- GOAL OF THE EXERCISE
Starting at the top of the listing and ending with the line that contains "<point>49,142</point>", give those lines as a numbered list, leaving out any blank lines.

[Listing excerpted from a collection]
☆ ☆ ☆

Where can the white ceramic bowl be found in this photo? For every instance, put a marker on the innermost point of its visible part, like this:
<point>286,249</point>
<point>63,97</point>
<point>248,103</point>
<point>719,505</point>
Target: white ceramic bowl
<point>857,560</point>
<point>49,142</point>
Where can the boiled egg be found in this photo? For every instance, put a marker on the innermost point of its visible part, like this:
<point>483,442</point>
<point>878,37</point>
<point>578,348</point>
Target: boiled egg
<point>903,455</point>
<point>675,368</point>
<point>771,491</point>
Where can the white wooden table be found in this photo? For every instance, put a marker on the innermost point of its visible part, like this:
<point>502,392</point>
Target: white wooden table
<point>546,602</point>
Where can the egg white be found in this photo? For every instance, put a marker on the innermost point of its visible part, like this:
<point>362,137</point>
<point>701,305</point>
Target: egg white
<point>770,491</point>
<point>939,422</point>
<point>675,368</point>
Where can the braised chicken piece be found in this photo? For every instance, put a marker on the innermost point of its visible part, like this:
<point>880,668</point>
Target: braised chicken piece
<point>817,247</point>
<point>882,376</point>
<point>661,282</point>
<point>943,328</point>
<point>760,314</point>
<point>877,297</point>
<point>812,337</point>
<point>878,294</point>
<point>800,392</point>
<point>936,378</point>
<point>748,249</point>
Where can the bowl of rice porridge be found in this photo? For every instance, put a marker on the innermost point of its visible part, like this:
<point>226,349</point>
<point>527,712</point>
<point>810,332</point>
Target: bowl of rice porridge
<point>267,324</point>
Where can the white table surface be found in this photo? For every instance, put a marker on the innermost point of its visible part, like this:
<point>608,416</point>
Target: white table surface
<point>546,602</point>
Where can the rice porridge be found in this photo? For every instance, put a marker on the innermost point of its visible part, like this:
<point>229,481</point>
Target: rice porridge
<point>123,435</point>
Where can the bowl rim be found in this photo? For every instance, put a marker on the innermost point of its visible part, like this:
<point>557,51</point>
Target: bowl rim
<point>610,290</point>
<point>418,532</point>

☆ ☆ ☆

- SOLUTION FOR THIS TASK
1. Where can the white ceramic bowl be found in this photo? For every instance, put a marker on the innermost point of its visible part, like this:
2. <point>286,249</point>
3. <point>63,97</point>
4. <point>248,103</point>
5. <point>719,505</point>
6. Target: white ceramic bowl
7. <point>857,560</point>
8. <point>49,142</point>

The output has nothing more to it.